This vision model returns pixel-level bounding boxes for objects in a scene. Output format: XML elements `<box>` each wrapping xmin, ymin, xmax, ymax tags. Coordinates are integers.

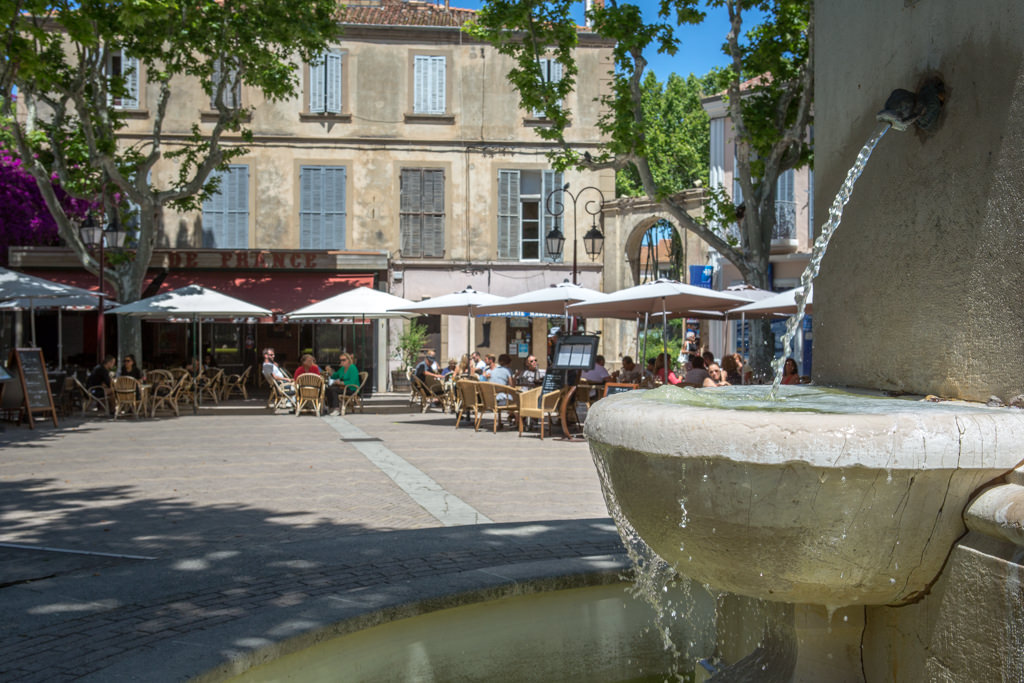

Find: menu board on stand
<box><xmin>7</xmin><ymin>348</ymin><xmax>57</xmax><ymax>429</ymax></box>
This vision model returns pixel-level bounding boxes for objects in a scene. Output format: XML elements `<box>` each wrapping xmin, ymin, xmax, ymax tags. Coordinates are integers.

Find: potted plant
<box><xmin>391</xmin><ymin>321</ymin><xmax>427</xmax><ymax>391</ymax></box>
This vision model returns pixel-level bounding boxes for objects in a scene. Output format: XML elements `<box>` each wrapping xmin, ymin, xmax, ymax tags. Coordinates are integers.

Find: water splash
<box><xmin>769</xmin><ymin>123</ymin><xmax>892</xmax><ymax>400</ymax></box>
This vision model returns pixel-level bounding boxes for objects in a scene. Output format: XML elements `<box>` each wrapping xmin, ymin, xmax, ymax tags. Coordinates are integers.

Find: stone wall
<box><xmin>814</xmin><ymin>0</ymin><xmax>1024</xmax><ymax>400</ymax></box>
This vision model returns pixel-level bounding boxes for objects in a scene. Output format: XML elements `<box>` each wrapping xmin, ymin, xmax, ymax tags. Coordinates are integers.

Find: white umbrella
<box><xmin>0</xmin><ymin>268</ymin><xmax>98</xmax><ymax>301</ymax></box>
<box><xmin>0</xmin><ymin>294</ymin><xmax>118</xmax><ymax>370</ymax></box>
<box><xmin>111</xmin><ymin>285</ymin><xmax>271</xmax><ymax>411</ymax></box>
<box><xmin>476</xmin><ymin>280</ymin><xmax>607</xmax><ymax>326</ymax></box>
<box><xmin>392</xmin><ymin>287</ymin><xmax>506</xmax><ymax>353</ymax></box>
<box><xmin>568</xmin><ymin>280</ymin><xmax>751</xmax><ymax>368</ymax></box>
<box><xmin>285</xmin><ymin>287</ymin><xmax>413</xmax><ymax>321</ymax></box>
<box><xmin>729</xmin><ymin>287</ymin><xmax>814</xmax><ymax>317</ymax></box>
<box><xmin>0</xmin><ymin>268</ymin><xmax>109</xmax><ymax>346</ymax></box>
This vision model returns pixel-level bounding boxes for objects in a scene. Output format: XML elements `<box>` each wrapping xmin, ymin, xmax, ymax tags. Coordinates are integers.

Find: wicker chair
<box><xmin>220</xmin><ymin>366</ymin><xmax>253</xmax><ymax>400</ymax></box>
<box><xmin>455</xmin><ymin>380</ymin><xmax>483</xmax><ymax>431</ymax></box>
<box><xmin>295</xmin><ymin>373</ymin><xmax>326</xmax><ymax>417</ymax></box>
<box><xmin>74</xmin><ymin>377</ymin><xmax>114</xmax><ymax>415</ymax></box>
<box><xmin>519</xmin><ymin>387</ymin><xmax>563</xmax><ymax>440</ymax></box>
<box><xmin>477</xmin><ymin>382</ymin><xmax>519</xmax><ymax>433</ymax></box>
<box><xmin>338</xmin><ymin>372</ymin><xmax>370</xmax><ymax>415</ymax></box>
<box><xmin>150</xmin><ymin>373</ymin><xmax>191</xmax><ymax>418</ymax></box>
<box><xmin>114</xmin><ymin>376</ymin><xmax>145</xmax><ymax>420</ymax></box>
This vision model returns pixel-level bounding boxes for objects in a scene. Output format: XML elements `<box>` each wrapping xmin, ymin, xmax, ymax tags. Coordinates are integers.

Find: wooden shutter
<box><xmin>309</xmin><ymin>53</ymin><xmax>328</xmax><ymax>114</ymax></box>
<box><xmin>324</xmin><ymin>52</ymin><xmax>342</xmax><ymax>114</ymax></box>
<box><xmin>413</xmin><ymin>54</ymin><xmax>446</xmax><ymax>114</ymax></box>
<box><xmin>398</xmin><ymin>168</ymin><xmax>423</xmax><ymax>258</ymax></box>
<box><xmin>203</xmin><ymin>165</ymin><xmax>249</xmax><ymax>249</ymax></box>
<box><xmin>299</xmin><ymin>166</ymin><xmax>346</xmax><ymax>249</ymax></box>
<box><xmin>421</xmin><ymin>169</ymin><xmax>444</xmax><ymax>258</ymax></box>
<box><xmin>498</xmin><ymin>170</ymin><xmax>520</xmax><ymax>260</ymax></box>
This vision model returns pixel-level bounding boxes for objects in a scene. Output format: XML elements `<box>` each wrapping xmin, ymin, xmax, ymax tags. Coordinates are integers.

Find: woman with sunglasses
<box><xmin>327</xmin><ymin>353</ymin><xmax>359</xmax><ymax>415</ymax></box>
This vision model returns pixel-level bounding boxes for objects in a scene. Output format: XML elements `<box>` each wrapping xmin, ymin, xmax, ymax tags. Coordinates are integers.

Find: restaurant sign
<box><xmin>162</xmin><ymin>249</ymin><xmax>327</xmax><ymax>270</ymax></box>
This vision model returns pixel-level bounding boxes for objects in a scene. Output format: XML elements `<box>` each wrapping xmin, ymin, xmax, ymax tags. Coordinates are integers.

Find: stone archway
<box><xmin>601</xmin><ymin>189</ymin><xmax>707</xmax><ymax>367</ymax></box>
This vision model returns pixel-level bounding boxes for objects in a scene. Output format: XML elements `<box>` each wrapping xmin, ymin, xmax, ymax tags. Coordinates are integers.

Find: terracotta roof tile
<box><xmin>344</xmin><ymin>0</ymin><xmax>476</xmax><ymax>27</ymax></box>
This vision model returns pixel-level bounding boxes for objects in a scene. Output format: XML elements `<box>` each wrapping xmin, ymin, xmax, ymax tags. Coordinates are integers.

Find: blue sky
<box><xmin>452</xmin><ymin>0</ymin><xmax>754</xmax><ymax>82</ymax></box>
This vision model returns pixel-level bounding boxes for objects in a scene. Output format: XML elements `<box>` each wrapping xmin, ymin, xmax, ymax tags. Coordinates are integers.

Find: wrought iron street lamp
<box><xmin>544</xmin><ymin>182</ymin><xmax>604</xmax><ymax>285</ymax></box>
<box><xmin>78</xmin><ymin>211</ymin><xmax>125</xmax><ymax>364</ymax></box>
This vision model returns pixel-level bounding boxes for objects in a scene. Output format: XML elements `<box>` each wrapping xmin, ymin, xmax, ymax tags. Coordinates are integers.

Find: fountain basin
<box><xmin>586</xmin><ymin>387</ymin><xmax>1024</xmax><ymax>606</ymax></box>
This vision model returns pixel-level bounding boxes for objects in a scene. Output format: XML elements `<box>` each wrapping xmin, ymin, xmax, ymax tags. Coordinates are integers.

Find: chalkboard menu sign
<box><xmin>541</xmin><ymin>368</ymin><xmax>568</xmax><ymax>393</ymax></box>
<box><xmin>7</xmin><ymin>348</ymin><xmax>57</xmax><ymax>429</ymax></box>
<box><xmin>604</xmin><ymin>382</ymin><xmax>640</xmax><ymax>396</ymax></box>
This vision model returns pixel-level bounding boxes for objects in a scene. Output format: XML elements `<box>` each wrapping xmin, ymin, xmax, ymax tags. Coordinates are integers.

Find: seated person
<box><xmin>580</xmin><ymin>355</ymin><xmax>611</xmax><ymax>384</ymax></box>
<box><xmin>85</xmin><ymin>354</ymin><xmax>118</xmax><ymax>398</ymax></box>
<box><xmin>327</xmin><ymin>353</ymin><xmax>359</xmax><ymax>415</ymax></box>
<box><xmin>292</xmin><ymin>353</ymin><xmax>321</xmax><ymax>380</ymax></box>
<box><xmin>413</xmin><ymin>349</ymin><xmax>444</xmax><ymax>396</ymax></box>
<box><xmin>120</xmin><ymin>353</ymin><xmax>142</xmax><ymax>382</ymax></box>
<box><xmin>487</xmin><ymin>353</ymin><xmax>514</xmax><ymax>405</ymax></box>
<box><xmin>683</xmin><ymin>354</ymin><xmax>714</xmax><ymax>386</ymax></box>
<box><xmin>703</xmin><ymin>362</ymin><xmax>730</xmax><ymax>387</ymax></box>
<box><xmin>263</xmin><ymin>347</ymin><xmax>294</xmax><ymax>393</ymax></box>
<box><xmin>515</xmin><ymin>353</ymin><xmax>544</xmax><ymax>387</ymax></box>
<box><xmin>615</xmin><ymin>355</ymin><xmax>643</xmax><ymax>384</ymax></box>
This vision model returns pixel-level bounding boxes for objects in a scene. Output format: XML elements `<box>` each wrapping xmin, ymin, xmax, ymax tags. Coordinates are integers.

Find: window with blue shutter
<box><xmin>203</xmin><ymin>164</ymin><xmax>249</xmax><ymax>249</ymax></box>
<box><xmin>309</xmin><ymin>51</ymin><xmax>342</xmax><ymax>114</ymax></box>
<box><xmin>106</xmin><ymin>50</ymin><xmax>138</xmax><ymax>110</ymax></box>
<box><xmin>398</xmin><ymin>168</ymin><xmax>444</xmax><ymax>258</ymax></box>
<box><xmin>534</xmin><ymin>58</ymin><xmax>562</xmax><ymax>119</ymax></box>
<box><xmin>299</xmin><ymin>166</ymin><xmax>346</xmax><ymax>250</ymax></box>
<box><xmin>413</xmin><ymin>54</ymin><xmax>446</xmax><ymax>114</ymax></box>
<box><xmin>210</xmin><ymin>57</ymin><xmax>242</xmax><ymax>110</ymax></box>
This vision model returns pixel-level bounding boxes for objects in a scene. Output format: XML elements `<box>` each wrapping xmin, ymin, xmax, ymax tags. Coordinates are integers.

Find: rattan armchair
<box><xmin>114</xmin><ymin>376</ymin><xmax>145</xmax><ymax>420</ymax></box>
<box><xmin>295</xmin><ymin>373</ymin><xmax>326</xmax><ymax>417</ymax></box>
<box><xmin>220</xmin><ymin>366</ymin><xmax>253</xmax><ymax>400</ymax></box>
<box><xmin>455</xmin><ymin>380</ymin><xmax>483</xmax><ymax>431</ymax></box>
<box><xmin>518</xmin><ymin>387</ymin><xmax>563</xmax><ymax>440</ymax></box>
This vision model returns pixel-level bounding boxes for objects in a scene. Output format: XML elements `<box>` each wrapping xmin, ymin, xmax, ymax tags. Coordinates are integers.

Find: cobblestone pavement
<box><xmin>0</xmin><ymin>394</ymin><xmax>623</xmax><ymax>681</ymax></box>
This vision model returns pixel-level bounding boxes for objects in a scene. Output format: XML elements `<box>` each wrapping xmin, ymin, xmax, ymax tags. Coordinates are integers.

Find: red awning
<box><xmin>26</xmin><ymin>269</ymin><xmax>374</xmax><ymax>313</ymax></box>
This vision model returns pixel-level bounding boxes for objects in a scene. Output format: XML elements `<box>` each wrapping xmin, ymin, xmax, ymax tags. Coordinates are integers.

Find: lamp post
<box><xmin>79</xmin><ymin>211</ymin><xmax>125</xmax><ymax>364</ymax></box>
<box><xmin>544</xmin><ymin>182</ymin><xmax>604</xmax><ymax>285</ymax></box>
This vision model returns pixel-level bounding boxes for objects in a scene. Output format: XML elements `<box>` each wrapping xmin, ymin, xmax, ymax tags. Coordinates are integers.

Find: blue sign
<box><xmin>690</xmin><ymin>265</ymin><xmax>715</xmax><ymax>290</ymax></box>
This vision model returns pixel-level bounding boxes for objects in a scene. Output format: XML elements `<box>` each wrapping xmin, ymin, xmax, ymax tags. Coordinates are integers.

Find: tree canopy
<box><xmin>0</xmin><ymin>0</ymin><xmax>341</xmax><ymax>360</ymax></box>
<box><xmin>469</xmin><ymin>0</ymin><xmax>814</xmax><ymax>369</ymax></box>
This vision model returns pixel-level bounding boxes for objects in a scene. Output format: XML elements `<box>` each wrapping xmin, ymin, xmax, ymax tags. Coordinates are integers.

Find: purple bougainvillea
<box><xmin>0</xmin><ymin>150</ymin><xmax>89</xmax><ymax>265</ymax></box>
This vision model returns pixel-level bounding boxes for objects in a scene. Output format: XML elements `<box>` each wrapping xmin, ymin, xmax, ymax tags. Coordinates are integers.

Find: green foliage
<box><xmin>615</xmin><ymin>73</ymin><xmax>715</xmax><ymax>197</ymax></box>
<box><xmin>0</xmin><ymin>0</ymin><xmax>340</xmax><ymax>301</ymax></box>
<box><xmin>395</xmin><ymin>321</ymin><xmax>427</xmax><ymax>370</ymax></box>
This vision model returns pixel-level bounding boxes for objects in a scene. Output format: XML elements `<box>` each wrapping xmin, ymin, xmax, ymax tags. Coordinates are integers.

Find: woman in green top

▸ Exercise objective
Which lines in the entries contain the word "lamp", with case matching? Select each such line and copy it in full.

▸ Written solution
Find: wrought iron street lamp
Find: lamp post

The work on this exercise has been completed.